抜き出した文章 =>
共有名義不動産を含む不動産を取得したときは、必ず何らかの登記をする必要があります。

登記をしなければ、不動産の権利を公に主張できません。所有権や借地権などの権利を「だれがどのように持っているか」が証明できないのです。

登記費用の内訳は、大きく2つに分けられます。登記にあたって法務局に納める登録免許税と、登記申請の手続き代行を依頼する土地家屋調査士や司法書士へ支払う報酬の2種類です。

また、贈与や売買で取得した不動産に関しては、別途不動産取得税が発生します。

登記を行う際に把握しておきたい費用の内訳は下記のとおりです。

項目 内容 費用
登録免許税 不動産の登記を行う際に国に納める税金です。 固定資産税評価額×0.4~2%
司法書士への報酬 登記の手続きを依頼した際に発生する費用です。 5~10万円
※持分権者の数だけ報酬額が加算される場合もあります。
土地家屋調査士への報酬 登記に必要な調査や測量等を行うのに必要な費用です。 6~10万円
印紙税 売買契約書や贈与契約書などを作成する際に課される国税で、契約内容や金額に応じて納付額が変わります。 契約金額に応じて200円~60万円
書類の取得費用 登記の手続きに必要な書類を取得する際の費用です。相続による登記の場合は、戸籍謄本が複数必要となる可能性があります。 固定資産税評価証明書:300円
住民票:300円
印鑑登録証明書 :450円
戸籍謄本:450円
※1通あたりのおおよその手数料。自治体によって費用の違いがあります。

なお、固定資産税評価額は「固定資産課税台帳」に記載されており、納税者が市区町村役場に問い合わせることで確認できます。

参考:地方税法「第三百八十二条の二

それぞれの費用の詳細と相場について解説します。

登録免許税│固定資産税評価額の0.4~2%

共有持分の登記をする際は「登録免許税」を支払う必要があります。

登録免許税は「固定資産税評価額」に以下の税率を掛け合わせて求めることが可能です。

持分移転の原因 不動産の種類 税率
売買 土地 2%
※令和8年3月31日までの手続きに関しては1.5%
売買 建物 一定の要件を満たす住宅用の家屋に係る登記を行う際に、住宅用家屋証明書を添付すると、
登記にかかる登録免許税が1000分の20から1000分の3に軽減されます。
相続 土地・建物 0.4%
贈与 土地・建物 2%
離婚(財産分与) 土地・建物 2%
固定資産税評価額とは?
固定資産税の課税基準となる土地・建物の評価額のことで、各市区町村が算定しています。公示価格の7割程度となるケースが一般的です。

やること => 登記費用についての文章のうち、「なお、固定資産税評価額は「固」から「登録免許税は「固定資産税評価額」に以下の税率を掛け合わせて求めることが可能です。」までを一字も変えずに書き写してください。 データは見なくてもかまいません。

データ一覧 =>
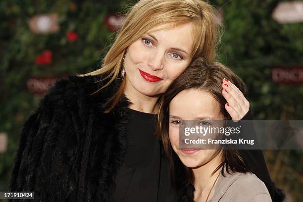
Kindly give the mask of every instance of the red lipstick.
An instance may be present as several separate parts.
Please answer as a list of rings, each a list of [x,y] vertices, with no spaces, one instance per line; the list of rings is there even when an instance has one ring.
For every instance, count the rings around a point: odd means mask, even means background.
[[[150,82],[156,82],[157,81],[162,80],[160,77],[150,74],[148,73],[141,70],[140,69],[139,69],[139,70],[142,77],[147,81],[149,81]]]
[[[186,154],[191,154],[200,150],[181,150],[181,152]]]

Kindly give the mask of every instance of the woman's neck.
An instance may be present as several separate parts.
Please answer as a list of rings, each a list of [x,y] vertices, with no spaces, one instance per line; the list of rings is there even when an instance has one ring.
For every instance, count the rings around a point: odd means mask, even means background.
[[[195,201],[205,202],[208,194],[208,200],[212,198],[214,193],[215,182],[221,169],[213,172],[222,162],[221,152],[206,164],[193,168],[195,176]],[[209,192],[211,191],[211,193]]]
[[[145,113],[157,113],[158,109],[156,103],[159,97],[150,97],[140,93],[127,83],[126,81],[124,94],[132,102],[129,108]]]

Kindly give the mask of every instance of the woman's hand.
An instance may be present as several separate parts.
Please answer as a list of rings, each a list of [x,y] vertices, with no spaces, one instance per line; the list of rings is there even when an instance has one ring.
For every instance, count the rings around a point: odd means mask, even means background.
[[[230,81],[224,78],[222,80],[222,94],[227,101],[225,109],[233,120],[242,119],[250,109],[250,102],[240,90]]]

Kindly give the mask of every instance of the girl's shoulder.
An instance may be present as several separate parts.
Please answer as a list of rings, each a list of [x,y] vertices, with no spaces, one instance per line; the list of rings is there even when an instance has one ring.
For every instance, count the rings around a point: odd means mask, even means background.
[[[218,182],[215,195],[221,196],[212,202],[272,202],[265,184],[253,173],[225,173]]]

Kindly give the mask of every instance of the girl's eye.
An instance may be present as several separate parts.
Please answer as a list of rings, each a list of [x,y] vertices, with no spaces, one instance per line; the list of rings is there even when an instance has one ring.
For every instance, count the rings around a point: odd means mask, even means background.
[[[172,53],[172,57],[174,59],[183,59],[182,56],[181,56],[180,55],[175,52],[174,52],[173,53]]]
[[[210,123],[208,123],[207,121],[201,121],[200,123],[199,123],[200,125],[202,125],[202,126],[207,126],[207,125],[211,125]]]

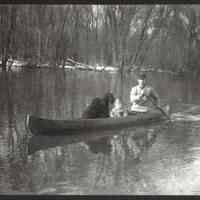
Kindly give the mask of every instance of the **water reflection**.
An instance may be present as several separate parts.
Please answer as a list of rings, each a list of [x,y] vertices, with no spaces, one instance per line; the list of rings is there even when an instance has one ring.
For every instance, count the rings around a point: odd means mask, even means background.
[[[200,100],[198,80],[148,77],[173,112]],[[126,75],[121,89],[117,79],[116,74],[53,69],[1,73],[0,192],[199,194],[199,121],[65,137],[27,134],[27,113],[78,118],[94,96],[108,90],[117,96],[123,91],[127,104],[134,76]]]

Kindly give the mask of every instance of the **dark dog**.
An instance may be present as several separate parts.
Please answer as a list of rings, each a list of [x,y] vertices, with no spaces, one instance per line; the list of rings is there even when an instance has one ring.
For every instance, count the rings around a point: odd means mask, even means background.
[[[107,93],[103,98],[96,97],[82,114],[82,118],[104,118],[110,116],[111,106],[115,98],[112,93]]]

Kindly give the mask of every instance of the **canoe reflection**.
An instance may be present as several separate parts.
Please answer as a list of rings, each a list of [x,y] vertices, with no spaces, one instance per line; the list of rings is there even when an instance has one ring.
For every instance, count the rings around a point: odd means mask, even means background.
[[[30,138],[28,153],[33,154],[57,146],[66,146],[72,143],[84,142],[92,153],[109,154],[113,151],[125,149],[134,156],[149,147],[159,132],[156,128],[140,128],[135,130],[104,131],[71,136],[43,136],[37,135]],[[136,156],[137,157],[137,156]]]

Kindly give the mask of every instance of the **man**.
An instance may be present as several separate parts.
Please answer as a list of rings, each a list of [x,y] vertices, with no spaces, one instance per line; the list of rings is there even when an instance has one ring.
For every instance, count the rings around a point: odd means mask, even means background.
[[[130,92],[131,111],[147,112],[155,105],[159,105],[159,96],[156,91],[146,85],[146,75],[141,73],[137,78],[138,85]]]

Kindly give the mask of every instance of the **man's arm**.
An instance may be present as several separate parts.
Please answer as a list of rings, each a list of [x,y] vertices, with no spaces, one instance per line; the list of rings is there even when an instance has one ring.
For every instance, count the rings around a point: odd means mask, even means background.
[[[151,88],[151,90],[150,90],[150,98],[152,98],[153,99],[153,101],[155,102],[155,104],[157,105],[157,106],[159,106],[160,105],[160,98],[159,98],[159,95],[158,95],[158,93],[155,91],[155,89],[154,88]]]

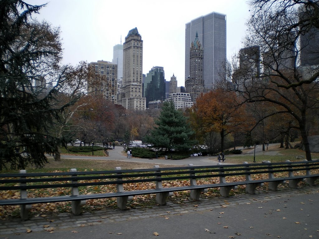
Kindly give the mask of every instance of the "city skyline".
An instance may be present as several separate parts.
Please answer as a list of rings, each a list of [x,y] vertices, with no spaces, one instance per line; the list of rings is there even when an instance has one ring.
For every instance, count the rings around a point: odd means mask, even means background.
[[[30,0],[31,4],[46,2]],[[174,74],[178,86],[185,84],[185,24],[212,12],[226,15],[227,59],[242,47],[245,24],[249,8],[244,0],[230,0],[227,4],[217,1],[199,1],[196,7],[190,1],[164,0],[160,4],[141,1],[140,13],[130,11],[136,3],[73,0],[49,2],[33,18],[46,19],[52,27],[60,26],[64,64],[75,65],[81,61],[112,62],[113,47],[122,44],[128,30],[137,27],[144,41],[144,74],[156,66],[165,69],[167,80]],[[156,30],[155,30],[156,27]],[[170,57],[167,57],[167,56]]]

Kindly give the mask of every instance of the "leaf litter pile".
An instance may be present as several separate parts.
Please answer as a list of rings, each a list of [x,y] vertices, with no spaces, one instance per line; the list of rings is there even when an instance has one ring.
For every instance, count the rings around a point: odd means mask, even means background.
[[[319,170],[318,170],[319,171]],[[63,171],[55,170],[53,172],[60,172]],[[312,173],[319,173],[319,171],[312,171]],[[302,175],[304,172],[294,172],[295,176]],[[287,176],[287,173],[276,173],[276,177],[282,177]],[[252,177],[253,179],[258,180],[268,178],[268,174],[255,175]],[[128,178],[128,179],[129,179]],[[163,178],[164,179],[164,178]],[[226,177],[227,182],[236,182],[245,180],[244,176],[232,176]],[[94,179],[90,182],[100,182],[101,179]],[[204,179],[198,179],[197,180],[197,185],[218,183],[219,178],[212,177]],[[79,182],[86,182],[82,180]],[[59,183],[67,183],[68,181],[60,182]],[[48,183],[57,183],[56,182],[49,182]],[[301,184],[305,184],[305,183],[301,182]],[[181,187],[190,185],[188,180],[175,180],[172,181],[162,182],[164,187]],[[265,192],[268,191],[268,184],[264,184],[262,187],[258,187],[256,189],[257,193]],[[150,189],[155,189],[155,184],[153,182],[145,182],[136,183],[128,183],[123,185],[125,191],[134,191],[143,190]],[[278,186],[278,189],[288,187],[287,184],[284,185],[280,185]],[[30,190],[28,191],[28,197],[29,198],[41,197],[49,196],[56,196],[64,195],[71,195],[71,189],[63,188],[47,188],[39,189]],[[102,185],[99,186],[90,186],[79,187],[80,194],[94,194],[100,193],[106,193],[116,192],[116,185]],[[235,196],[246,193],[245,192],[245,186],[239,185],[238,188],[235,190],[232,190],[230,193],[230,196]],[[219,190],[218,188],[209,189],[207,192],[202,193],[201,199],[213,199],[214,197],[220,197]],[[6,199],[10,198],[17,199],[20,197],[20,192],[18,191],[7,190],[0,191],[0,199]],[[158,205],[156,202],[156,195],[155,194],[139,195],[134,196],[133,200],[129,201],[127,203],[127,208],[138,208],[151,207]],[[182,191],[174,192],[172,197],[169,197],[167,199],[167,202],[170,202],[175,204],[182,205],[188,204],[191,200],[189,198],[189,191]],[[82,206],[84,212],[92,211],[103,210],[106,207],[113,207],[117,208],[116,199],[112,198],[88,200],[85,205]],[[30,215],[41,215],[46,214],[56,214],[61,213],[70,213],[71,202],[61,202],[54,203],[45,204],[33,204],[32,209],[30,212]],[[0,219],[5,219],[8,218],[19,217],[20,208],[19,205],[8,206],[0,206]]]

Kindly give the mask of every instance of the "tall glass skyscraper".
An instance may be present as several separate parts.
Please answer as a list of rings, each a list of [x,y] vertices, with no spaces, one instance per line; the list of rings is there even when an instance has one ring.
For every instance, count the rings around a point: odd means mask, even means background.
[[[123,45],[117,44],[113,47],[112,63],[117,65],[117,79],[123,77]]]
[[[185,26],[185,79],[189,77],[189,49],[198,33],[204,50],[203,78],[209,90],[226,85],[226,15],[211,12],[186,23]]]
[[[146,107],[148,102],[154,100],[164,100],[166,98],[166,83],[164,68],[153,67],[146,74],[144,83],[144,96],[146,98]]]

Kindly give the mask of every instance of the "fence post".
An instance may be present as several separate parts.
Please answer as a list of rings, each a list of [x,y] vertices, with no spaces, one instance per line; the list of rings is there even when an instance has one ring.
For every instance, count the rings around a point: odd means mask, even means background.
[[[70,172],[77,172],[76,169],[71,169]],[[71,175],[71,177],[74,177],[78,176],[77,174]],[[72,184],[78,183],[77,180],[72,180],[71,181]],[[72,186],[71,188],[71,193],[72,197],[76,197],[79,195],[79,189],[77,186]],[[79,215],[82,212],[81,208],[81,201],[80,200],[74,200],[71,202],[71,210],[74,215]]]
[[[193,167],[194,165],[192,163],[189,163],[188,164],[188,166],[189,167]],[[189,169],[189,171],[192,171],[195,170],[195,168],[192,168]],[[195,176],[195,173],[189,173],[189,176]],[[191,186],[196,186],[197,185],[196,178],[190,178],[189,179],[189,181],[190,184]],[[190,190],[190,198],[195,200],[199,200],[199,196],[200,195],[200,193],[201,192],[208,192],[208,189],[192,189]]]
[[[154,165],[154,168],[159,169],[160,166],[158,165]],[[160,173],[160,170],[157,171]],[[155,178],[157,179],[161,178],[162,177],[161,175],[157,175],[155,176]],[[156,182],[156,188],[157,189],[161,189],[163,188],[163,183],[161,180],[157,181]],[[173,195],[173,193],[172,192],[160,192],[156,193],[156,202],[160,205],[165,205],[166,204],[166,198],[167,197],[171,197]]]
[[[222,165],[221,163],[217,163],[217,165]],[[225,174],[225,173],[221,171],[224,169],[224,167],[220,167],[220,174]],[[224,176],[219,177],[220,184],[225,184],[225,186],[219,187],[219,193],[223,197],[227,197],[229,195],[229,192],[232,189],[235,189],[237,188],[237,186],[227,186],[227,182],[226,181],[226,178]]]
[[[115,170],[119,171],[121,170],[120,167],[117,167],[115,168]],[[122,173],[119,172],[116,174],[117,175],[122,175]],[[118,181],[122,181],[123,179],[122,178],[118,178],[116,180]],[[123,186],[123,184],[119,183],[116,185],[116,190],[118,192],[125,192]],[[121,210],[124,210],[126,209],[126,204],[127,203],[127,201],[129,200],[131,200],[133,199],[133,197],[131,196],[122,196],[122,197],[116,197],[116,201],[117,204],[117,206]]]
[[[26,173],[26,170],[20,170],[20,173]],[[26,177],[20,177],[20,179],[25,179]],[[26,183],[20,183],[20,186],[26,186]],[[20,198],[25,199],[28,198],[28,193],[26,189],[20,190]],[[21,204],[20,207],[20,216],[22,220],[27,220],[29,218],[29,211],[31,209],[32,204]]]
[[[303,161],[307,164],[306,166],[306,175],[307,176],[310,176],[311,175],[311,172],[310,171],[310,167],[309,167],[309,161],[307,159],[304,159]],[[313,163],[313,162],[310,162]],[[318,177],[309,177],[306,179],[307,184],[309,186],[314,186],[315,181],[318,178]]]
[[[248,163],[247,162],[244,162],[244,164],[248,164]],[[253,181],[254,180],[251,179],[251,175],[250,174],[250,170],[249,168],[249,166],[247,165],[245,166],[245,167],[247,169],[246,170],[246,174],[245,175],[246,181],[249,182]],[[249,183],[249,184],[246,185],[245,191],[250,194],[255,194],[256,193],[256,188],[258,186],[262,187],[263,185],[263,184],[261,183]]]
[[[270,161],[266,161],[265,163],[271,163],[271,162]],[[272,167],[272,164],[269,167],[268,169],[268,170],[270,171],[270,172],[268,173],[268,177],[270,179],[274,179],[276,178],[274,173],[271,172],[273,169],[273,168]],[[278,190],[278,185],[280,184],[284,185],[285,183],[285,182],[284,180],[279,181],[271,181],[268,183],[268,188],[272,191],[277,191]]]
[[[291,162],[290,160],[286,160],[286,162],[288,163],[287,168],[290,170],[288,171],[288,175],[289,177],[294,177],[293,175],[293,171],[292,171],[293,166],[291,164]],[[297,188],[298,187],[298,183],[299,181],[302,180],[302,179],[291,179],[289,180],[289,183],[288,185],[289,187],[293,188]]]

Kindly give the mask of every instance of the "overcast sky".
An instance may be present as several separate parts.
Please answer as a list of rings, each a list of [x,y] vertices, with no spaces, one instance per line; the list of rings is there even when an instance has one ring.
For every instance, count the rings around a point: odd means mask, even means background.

答えはこちら =>
なお、固定資産税評価額は「固定資産課税台帳」に記載されており、納税者が市区町村役場に問い合わせることで確認できます。

参考:地方税法「第三百八十二条の二

それぞれの費用の詳細と相場について解説します。

登録免許税│固定資産税評価額の0.4~2%

共有持分の登記をする際は「登録免許税」を支払う必要があります。

登録免許税は「固定資産税評価額」に以下の税率を掛け合わせて求めることが可能です。